> _Work to be completed_
Reproduce each of the following lines verbatim, without any alteration.

> _Entries drawn from a dataset_
------------------------------------

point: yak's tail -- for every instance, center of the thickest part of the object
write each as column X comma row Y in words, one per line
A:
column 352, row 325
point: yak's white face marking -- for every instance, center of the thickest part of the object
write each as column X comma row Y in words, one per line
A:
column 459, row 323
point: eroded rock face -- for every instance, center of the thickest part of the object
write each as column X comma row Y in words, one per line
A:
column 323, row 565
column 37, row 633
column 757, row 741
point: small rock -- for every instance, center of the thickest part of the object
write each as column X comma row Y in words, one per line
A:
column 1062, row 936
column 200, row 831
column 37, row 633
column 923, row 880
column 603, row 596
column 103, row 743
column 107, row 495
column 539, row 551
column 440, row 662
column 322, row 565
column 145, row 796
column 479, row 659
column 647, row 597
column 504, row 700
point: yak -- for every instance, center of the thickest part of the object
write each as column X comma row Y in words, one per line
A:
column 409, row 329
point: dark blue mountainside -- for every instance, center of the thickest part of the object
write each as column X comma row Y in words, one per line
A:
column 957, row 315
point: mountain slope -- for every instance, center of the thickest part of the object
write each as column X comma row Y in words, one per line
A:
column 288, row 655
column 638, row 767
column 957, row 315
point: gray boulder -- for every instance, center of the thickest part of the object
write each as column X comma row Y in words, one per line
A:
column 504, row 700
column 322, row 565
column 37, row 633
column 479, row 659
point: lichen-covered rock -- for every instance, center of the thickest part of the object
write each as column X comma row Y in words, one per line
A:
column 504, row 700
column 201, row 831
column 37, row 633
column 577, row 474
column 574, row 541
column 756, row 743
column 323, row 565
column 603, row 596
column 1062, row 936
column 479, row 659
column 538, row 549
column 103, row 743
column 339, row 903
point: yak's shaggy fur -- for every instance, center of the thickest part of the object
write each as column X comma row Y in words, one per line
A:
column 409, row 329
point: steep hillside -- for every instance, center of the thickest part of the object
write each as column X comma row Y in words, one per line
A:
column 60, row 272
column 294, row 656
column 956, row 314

------------------------------------

> _Exercise result_
point: yak's tail -- for every instance, center of the thickest part of the object
write each as column X comma row Y in words, one per line
A:
column 352, row 325
point: yak's white face marking -- for every instance, center of the thickest part of the object
write each as column X comma row Y in words, one per line
A:
column 459, row 323
point: eroded rock face -- for every instance, center of the thickest part of the object
write each as column X comma row Y in words, one per line
A:
column 323, row 565
column 37, row 633
column 757, row 741
point: small rock -- for every instance, center of the thickest part of the object
write each as column X comma row Y in words, one per line
A:
column 1062, row 936
column 200, row 831
column 37, row 633
column 923, row 880
column 603, row 596
column 103, row 743
column 107, row 495
column 539, row 551
column 440, row 662
column 322, row 565
column 145, row 796
column 479, row 659
column 647, row 597
column 504, row 700
point: yak -- for every instance, center of the thickest part of the object
write each as column X comma row Y in words, one per line
A:
column 409, row 329
point: dark blue mountainside -- for every instance, center of the thickest part of the object
write each as column X comma row Y in words, one per line
A:
column 957, row 315
point: mountain slope -- for every instance, center of the thickest part of the object
write each as column X comma row Y in words, one per line
A:
column 288, row 655
column 638, row 767
column 957, row 315
point: gray boulder -- for every instance, center of the thickest part of the object
write each as column X comma row Y in words, one per line
A:
column 504, row 700
column 322, row 565
column 37, row 633
column 479, row 659
point: lichen-covered rock -- for every instance, center of the thickest part of the object
write each as column X comma row Y in words, one per line
A:
column 504, row 700
column 201, row 831
column 37, row 633
column 577, row 474
column 574, row 541
column 756, row 743
column 323, row 565
column 603, row 596
column 1062, row 936
column 479, row 659
column 538, row 549
column 103, row 743
column 339, row 903
point: yak's shaggy fur -- for every instance, center of the thickest part of the object
write each as column X comma row Y in words, one per line
A:
column 409, row 329
point: steep hillside -- for every instance, center of the thickest part of the object
write each as column X comma row Y in words, one per line
A:
column 60, row 272
column 294, row 656
column 956, row 314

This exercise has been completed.